▸ AIM OF THE TASK
Quote, word for word, every line starting at the line that contains "boot. Write the coordinates, one line per instance." and ending with the last line of the records; include both of these lines and no others.
— begin PROVIDED MATERIAL —
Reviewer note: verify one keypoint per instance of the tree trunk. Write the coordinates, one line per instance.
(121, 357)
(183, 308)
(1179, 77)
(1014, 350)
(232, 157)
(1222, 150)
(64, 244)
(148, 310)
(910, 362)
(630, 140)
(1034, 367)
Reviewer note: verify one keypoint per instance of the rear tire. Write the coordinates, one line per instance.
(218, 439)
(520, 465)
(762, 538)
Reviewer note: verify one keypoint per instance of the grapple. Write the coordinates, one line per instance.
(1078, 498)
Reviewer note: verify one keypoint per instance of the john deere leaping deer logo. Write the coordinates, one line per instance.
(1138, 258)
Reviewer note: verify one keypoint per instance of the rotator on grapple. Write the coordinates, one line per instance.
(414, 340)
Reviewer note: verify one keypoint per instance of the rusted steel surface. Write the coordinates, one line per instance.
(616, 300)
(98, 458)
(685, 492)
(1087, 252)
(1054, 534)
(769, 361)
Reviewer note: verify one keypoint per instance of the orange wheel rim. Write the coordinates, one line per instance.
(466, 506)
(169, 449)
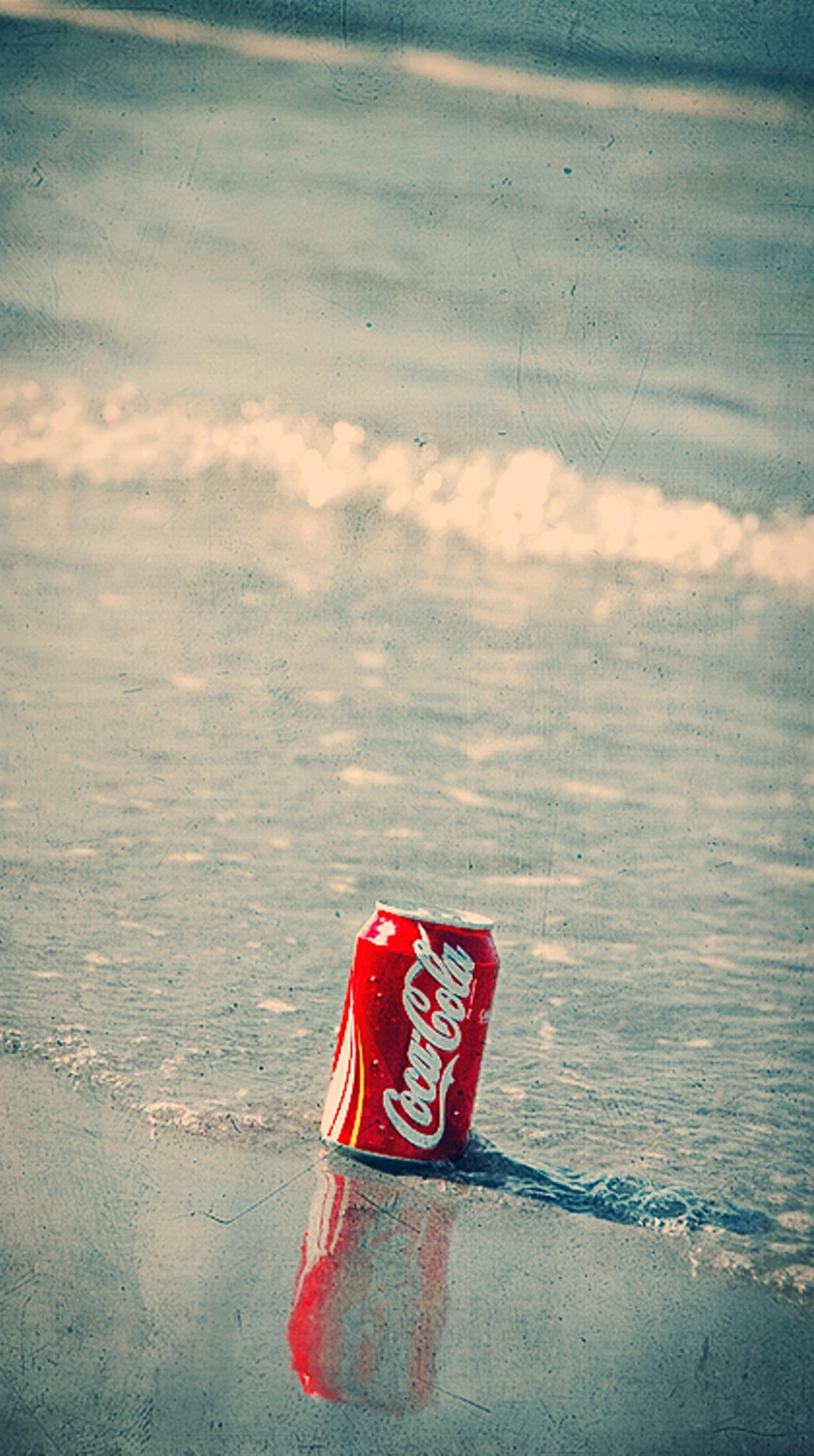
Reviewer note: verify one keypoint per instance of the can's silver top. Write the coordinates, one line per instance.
(416, 910)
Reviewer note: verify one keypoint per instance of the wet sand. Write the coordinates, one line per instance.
(148, 1286)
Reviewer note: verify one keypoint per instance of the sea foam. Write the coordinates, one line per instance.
(528, 506)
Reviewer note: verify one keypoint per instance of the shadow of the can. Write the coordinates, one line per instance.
(370, 1298)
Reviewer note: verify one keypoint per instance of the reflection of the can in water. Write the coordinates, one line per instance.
(372, 1293)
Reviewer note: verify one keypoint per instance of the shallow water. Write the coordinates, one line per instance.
(523, 633)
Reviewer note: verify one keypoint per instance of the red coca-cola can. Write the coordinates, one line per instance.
(372, 1295)
(413, 1033)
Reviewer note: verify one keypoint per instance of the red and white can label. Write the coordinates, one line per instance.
(413, 1034)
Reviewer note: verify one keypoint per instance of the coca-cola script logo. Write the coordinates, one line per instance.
(418, 1110)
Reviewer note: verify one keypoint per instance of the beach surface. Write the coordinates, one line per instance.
(149, 1283)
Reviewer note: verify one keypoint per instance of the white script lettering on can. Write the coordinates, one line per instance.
(418, 1110)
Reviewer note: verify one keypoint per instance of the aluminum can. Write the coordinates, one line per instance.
(413, 1033)
(372, 1293)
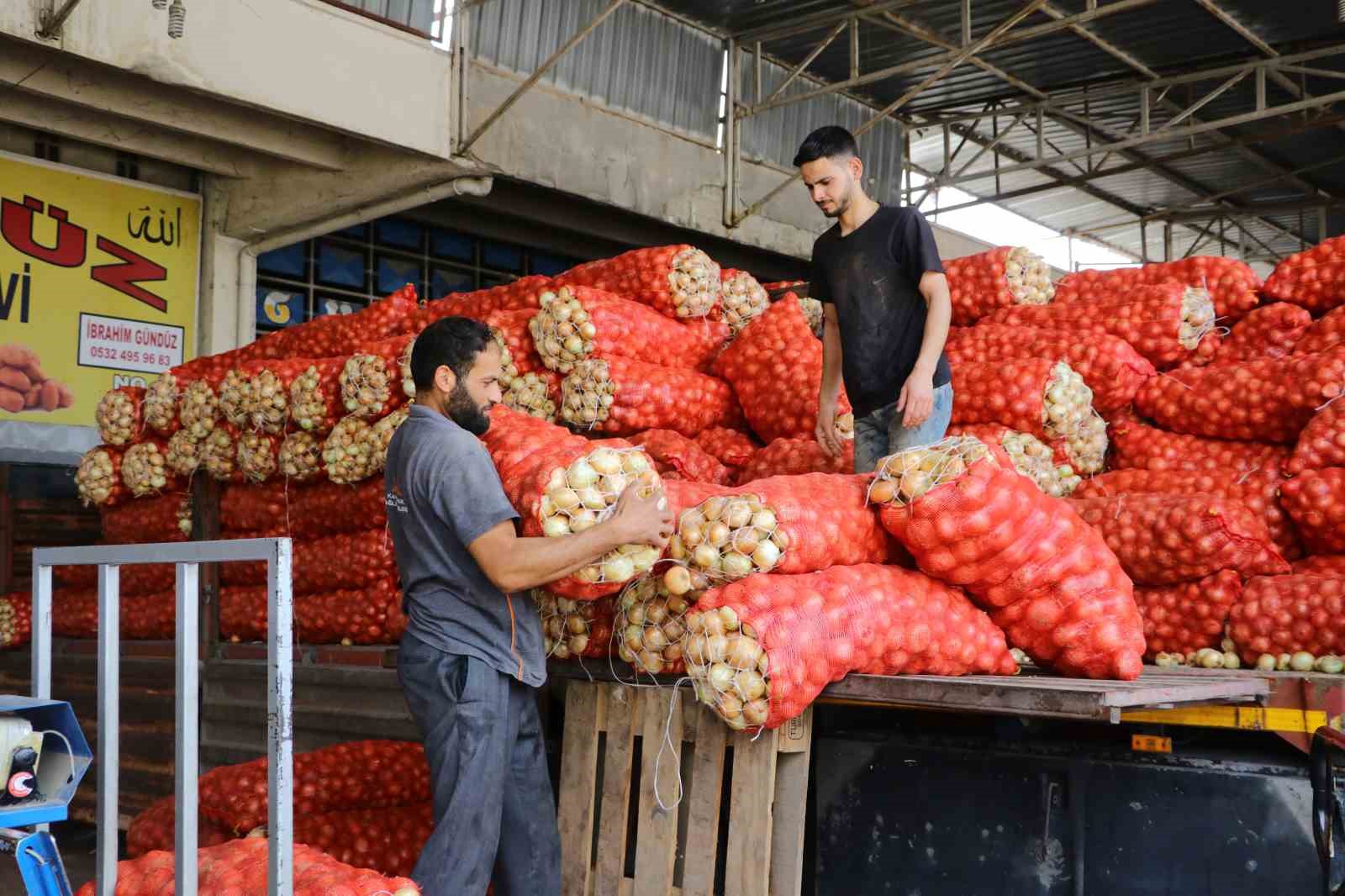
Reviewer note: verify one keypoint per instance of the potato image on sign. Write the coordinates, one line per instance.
(24, 387)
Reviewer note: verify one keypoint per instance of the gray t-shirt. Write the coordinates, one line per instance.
(443, 493)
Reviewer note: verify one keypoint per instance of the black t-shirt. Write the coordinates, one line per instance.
(873, 279)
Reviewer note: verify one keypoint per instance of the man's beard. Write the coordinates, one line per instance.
(466, 412)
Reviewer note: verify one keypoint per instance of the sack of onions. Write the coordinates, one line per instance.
(575, 629)
(240, 867)
(145, 470)
(98, 478)
(760, 650)
(1266, 400)
(1028, 455)
(1327, 331)
(783, 524)
(351, 451)
(1109, 365)
(775, 369)
(1289, 615)
(1167, 323)
(1163, 539)
(741, 299)
(793, 458)
(1036, 396)
(1313, 279)
(1316, 502)
(678, 282)
(1046, 575)
(1270, 331)
(1231, 282)
(163, 519)
(1322, 441)
(620, 396)
(119, 416)
(576, 323)
(15, 619)
(674, 452)
(997, 279)
(1137, 445)
(537, 394)
(1189, 616)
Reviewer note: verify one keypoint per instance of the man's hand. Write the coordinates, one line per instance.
(643, 519)
(916, 398)
(826, 430)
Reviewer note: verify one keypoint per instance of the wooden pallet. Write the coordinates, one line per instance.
(677, 851)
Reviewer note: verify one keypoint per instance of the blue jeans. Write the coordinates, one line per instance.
(881, 432)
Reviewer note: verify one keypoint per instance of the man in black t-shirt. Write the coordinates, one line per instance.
(885, 309)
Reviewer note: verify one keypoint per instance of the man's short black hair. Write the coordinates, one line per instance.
(831, 141)
(452, 342)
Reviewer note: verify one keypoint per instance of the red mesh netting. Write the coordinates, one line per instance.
(1270, 331)
(1231, 282)
(1316, 502)
(1188, 616)
(802, 633)
(775, 367)
(1313, 279)
(239, 868)
(1288, 614)
(1165, 540)
(674, 452)
(1109, 365)
(1268, 400)
(1047, 576)
(1167, 323)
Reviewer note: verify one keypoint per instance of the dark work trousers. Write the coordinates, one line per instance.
(494, 808)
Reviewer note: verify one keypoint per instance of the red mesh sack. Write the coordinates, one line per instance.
(1316, 502)
(1188, 616)
(775, 369)
(678, 282)
(1322, 441)
(1325, 334)
(1259, 490)
(239, 868)
(334, 562)
(672, 451)
(763, 649)
(1270, 331)
(15, 619)
(1268, 400)
(1047, 576)
(1231, 282)
(795, 456)
(1288, 614)
(1167, 323)
(363, 774)
(620, 396)
(995, 279)
(119, 417)
(1136, 445)
(1313, 279)
(1321, 566)
(1163, 540)
(163, 519)
(582, 323)
(1109, 365)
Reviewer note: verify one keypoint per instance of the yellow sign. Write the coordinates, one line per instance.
(98, 287)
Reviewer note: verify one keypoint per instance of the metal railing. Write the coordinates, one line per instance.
(187, 556)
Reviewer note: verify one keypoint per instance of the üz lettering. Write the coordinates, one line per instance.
(18, 284)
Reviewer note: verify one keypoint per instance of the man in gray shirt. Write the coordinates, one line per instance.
(472, 658)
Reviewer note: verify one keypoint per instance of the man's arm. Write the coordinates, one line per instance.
(831, 390)
(514, 564)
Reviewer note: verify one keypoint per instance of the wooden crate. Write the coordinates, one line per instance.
(677, 851)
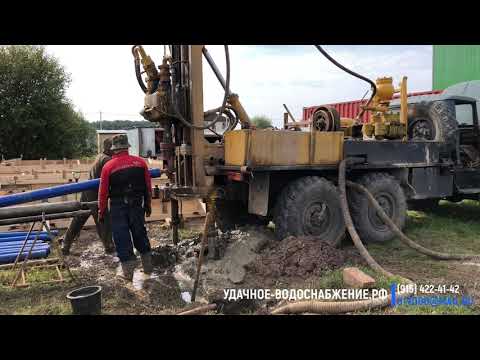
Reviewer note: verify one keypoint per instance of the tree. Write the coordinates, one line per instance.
(261, 122)
(36, 118)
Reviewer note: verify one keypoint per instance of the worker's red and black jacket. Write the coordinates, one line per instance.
(123, 176)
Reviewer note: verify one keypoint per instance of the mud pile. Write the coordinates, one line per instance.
(297, 257)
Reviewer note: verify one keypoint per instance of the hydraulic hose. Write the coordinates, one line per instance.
(179, 116)
(405, 239)
(330, 307)
(343, 307)
(337, 64)
(348, 218)
(138, 73)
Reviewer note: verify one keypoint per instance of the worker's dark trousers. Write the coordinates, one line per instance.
(104, 230)
(128, 223)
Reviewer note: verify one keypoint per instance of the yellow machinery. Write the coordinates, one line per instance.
(383, 124)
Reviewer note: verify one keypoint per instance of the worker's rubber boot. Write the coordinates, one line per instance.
(66, 248)
(147, 262)
(128, 268)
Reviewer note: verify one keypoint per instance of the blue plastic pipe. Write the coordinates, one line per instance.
(18, 243)
(27, 248)
(47, 193)
(24, 233)
(42, 237)
(10, 258)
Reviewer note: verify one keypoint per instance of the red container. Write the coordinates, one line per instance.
(350, 109)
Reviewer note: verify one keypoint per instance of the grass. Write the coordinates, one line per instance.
(452, 228)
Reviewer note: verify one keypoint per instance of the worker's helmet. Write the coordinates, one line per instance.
(120, 142)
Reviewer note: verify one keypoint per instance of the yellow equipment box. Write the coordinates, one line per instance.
(269, 147)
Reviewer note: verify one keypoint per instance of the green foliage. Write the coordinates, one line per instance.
(261, 122)
(36, 118)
— end PROVIDED MATERIAL —
▸ EXERCISE ANSWER
Reviewer note: verify one keypoint per instance of the worker's rubber boot. Write the coordinates, one line per instance.
(66, 248)
(147, 262)
(128, 268)
Reviewer note: verify one keypoint per instance of the blue plastic pipe. Write the coordinates, one line per instance.
(18, 243)
(27, 248)
(47, 193)
(24, 233)
(42, 237)
(10, 258)
Reviewer note: verify one keypoint per instance of the red container. Write the coordinates, one line per instance.
(350, 109)
Reviewer note: verify one keypoint per instance of the grass. Write the coordinates, one line per instance.
(452, 228)
Reviewer note: verify one keypoint per instance of the worker's helmet. Write the coordinates, one line per instance.
(120, 142)
Reviewer note: verify one keypoint per instance of the yellow equipment box. Write the coordinates, one line per instance.
(269, 147)
Reviewer note: verify one keypoint per instance of the green foliage. Write the coordinates, one line per instance.
(261, 122)
(36, 118)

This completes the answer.